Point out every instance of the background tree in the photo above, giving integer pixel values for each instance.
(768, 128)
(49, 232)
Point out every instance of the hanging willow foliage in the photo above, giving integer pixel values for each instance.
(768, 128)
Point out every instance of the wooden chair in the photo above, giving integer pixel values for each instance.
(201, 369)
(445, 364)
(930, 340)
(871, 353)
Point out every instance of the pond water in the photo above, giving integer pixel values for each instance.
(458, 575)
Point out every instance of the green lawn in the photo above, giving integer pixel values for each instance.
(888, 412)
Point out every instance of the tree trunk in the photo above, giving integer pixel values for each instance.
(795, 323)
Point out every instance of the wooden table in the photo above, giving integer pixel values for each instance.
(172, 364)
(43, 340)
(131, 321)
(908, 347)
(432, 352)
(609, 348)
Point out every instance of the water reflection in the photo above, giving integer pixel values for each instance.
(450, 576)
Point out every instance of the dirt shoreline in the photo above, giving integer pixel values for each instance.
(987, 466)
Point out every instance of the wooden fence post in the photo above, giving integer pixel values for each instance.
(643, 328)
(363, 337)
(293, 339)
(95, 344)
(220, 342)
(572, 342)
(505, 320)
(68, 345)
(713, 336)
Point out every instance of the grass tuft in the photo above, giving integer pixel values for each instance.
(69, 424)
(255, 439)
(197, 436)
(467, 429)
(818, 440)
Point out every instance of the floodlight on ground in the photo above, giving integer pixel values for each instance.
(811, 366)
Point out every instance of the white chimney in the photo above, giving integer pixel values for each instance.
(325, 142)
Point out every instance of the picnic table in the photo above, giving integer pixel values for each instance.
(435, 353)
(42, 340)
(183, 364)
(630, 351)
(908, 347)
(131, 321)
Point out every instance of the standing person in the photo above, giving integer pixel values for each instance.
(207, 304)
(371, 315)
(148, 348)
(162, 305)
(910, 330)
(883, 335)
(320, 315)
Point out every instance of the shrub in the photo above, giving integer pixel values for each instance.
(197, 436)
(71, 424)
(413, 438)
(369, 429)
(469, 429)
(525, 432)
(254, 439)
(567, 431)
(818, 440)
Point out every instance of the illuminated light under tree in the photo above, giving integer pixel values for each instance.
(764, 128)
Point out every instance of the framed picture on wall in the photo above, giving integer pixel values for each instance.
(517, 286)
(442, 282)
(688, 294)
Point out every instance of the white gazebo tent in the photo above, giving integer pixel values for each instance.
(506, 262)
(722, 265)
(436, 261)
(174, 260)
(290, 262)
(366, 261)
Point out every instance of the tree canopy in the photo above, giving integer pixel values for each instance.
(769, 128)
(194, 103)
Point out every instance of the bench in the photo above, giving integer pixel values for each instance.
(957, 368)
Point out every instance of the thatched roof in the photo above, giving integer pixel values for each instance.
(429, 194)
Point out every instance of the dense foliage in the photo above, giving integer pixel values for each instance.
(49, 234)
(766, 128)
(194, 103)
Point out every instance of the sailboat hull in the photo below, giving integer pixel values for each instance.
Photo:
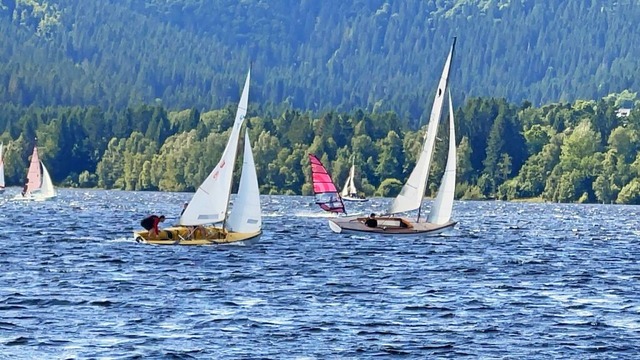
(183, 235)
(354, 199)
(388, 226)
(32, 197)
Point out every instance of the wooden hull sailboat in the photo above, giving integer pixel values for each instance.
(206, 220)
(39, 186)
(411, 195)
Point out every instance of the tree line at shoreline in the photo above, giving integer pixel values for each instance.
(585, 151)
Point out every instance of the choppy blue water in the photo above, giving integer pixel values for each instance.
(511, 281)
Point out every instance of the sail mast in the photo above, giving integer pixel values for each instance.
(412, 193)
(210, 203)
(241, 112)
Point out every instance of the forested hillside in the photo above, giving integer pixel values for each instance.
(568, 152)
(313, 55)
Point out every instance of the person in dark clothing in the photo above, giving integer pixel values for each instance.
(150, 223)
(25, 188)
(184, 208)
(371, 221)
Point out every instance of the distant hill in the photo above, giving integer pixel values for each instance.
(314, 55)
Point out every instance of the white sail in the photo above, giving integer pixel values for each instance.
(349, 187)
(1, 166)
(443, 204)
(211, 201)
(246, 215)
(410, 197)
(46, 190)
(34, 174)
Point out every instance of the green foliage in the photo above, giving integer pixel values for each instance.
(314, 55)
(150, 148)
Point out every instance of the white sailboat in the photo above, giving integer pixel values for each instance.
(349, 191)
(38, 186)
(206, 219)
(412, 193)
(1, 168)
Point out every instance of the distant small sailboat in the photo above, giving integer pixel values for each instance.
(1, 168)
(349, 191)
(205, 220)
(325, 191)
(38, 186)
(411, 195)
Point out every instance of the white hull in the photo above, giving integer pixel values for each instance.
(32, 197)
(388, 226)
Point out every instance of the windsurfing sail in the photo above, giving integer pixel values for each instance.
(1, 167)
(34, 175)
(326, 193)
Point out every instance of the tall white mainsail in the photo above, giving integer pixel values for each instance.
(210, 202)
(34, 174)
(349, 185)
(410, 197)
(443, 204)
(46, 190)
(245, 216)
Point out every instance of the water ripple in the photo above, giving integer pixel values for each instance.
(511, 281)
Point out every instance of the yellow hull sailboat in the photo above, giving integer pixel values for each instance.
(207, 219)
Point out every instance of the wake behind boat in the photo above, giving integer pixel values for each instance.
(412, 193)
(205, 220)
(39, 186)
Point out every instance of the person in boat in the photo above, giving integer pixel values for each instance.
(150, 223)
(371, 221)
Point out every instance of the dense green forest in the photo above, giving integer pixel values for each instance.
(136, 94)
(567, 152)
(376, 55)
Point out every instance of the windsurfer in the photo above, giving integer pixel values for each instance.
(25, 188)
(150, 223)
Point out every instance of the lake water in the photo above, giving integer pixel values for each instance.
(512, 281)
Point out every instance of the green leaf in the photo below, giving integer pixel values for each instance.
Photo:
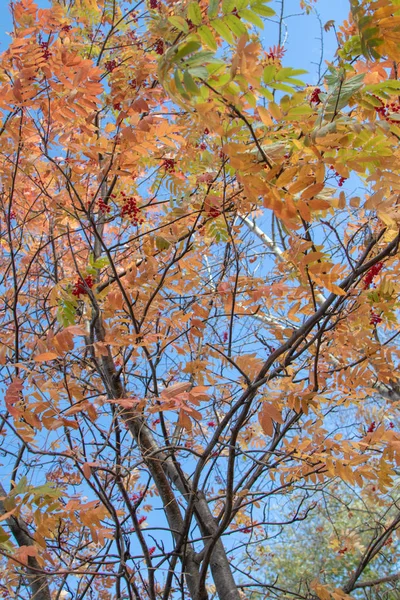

*Task to complete*
Take every line above that includes the string "below" and return it.

*Exercise solution*
Point out every instance of the sailboat hull in the photo below, giving integer pixel values for each instance.
Point out every instance of the green leaf in the photo below, giving integer pixel values for each instance.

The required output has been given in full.